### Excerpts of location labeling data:
----
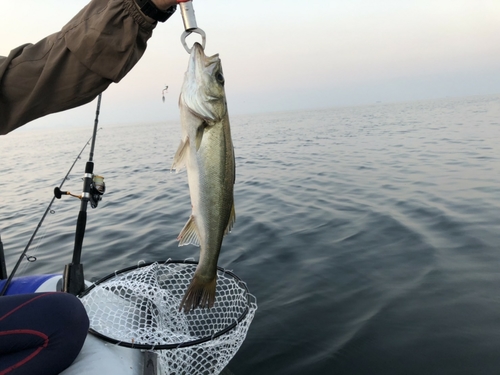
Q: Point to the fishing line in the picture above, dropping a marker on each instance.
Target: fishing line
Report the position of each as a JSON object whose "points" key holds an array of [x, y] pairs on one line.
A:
{"points": [[23, 254]]}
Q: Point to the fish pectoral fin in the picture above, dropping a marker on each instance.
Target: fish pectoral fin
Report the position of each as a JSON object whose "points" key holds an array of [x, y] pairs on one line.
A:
{"points": [[199, 134], [180, 156], [232, 219], [189, 234]]}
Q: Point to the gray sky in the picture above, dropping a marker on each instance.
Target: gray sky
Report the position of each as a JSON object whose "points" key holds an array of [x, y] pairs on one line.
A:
{"points": [[282, 55]]}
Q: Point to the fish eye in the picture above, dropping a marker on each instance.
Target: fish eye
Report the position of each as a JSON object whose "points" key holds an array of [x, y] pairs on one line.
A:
{"points": [[219, 77]]}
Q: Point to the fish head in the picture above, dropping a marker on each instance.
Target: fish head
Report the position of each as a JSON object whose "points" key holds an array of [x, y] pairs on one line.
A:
{"points": [[203, 88]]}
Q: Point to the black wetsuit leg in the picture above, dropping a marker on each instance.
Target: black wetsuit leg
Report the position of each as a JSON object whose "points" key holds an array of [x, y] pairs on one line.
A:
{"points": [[40, 333]]}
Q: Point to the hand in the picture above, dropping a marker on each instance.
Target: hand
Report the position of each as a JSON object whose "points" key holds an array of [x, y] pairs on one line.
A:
{"points": [[164, 4]]}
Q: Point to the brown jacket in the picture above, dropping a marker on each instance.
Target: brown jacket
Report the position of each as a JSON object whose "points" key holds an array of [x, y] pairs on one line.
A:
{"points": [[70, 68]]}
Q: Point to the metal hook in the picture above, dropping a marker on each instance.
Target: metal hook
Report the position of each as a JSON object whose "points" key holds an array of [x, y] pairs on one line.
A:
{"points": [[186, 33]]}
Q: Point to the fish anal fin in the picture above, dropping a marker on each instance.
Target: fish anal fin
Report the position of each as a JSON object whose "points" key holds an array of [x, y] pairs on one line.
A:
{"points": [[200, 293], [232, 219], [180, 156], [189, 234]]}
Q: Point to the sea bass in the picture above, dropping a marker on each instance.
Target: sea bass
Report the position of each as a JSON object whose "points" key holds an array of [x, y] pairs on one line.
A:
{"points": [[206, 150]]}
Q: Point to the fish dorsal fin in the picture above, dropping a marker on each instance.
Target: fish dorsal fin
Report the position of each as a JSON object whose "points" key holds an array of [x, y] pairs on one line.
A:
{"points": [[189, 234], [180, 156], [232, 219]]}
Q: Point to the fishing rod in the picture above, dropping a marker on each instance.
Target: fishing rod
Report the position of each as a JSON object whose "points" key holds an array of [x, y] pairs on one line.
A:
{"points": [[93, 188], [57, 194]]}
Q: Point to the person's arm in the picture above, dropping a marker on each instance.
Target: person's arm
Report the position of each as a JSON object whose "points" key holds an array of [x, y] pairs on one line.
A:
{"points": [[70, 68]]}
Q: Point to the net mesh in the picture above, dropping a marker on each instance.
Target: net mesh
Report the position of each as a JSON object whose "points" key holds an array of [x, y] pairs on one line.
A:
{"points": [[140, 308]]}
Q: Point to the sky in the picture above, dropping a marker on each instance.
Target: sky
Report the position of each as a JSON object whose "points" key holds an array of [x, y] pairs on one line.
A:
{"points": [[281, 55]]}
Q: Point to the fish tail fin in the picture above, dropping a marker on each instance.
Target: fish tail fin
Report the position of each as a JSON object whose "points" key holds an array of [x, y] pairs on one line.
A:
{"points": [[199, 294]]}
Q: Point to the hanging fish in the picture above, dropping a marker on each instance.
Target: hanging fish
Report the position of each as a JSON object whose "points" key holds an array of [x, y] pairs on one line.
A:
{"points": [[206, 150]]}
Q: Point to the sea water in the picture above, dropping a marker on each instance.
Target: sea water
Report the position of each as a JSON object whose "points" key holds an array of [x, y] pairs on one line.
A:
{"points": [[369, 235]]}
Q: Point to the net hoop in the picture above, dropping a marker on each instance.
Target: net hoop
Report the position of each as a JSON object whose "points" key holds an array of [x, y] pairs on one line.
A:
{"points": [[184, 344]]}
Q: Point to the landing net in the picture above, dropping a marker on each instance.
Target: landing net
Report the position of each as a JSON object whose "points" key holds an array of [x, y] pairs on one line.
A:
{"points": [[138, 307]]}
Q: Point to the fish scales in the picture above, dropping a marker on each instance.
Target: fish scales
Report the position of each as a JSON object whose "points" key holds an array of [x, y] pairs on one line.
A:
{"points": [[206, 150]]}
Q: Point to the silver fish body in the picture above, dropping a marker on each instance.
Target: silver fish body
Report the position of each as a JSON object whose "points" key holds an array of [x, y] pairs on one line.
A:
{"points": [[206, 150]]}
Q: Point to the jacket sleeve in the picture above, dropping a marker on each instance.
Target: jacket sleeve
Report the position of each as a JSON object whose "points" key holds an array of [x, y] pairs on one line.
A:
{"points": [[70, 68]]}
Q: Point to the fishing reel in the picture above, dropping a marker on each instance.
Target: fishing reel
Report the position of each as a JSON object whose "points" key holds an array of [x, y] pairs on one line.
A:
{"points": [[97, 189]]}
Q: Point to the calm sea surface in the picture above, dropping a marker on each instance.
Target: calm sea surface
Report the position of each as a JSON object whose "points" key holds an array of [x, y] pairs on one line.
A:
{"points": [[369, 235]]}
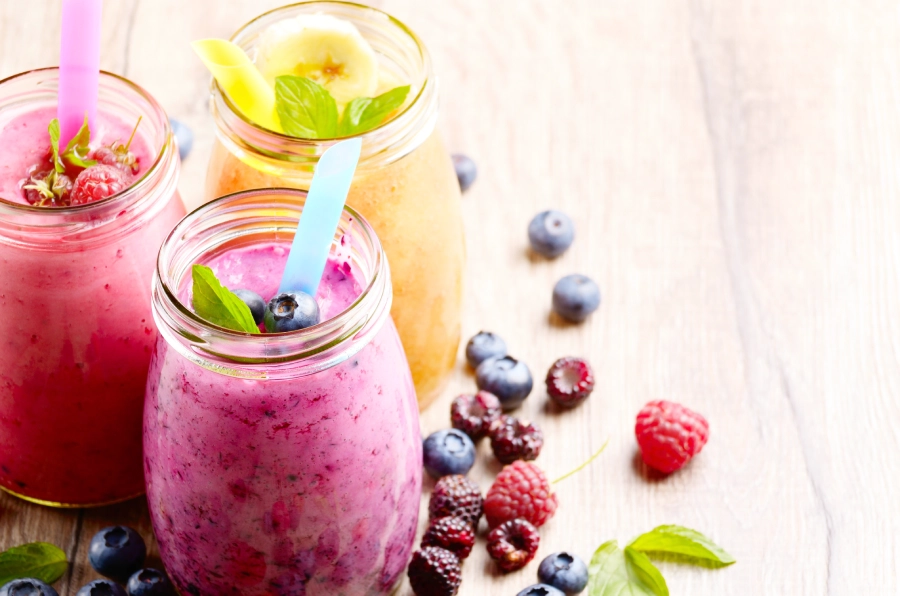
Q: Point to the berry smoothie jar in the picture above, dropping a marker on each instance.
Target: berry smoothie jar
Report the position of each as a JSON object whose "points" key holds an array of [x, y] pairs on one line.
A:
{"points": [[285, 463], [405, 184], [76, 331]]}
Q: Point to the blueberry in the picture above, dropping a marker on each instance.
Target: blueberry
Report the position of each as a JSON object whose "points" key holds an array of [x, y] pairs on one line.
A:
{"points": [[540, 590], [117, 552], [291, 311], [27, 587], [254, 302], [150, 582], [482, 346], [102, 587], [564, 571], [184, 135], [466, 172], [448, 452], [575, 297], [551, 233], [507, 378]]}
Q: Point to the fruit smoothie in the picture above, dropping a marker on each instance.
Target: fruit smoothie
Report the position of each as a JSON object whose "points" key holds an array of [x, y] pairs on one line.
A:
{"points": [[405, 184], [287, 463], [76, 331]]}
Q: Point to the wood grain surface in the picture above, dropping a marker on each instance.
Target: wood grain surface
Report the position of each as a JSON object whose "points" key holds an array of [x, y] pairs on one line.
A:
{"points": [[732, 167]]}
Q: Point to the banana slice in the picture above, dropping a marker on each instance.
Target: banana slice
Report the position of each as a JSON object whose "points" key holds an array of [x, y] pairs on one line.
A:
{"points": [[323, 48]]}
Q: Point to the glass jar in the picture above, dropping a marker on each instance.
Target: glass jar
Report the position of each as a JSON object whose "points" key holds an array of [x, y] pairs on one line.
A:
{"points": [[76, 331], [283, 463], [405, 185]]}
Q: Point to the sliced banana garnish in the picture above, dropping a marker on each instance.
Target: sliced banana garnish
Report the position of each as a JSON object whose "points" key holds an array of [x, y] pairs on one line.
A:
{"points": [[328, 50]]}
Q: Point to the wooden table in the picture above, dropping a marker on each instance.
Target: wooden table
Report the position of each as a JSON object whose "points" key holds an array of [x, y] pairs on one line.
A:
{"points": [[733, 171]]}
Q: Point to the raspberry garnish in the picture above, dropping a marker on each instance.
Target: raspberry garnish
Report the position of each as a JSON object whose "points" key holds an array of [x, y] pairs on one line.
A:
{"points": [[570, 381], [669, 435], [456, 496], [513, 544], [434, 571], [513, 439], [98, 182], [521, 490], [452, 533], [474, 414]]}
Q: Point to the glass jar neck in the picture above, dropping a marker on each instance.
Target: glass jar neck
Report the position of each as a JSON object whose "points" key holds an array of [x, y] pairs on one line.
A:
{"points": [[398, 49], [253, 218], [100, 221]]}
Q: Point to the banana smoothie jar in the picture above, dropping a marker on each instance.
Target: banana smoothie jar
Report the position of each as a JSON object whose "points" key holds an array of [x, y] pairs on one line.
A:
{"points": [[341, 70]]}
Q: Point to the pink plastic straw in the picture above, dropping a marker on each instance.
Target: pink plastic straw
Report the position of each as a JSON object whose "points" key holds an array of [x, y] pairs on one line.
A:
{"points": [[79, 66]]}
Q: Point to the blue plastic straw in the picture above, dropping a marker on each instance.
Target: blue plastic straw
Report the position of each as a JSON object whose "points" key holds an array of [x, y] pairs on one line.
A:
{"points": [[320, 218]]}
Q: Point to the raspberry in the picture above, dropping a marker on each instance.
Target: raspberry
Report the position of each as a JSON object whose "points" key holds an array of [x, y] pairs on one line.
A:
{"points": [[474, 414], [570, 381], [456, 496], [669, 435], [513, 439], [513, 544], [434, 571], [520, 491], [452, 533]]}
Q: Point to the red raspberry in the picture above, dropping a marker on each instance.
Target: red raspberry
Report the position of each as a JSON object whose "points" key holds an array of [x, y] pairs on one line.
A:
{"points": [[99, 182], [520, 491], [513, 439], [474, 414], [669, 435], [434, 571], [452, 533], [570, 381], [456, 496], [513, 544]]}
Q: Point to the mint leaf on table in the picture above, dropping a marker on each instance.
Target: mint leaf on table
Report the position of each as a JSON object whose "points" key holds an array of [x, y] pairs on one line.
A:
{"points": [[365, 113], [683, 544], [39, 560], [217, 304], [306, 109], [614, 572]]}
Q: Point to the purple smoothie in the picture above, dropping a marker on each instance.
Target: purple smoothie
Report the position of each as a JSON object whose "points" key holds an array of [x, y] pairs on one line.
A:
{"points": [[307, 485]]}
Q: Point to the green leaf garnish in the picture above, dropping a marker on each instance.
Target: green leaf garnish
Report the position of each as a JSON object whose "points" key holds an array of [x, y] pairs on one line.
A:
{"points": [[217, 304], [365, 113], [305, 108], [615, 573], [682, 544], [39, 560]]}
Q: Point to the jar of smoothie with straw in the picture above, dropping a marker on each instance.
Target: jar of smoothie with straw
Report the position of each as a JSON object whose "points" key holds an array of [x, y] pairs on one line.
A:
{"points": [[282, 444], [294, 81], [87, 195]]}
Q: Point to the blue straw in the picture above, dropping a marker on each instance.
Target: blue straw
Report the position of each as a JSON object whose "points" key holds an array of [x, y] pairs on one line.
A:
{"points": [[320, 218]]}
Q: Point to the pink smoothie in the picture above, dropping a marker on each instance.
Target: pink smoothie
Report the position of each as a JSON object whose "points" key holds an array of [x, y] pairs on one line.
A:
{"points": [[76, 331], [304, 486]]}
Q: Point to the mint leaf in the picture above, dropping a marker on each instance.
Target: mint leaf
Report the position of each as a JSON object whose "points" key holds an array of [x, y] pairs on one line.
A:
{"points": [[305, 108], [217, 304], [682, 544], [78, 148], [365, 113], [614, 574], [39, 560]]}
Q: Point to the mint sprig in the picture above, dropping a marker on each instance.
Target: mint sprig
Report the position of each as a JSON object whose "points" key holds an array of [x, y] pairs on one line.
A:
{"points": [[307, 110], [39, 560], [217, 304]]}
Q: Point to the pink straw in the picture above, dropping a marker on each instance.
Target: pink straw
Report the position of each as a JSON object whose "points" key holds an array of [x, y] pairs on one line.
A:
{"points": [[79, 66]]}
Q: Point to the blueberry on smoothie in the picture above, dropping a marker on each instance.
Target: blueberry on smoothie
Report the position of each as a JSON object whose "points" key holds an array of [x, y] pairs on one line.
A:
----
### Given instruction:
Look above for the line containing "Q: Point to the mint sprig", then transcribe it and all lines after it through the last, exactly and with nothing else.

### Output below:
Q: Point to the mint sprig in the picture above, dropping a marker on each instance.
Target: mint sprig
Report the position of each as a JSON object whose "points" key holds an array of [x, y] pairs on one line.
A:
{"points": [[307, 110], [39, 560], [217, 304]]}
Q: Point to the pink straw in the picture above, dropping a marker on each instance.
Target: pink straw
Report the position of each as a JSON object whose "points" key holds an array of [x, y] pairs on one line.
A:
{"points": [[79, 66]]}
Q: Point to the blueberry on smoothie in the picture above, dropping a marker on each instance.
Target: blueberry on smoothie
Report the position of each as a JSON object whose "points" key holds an array of [x, y] pairs on one line.
A:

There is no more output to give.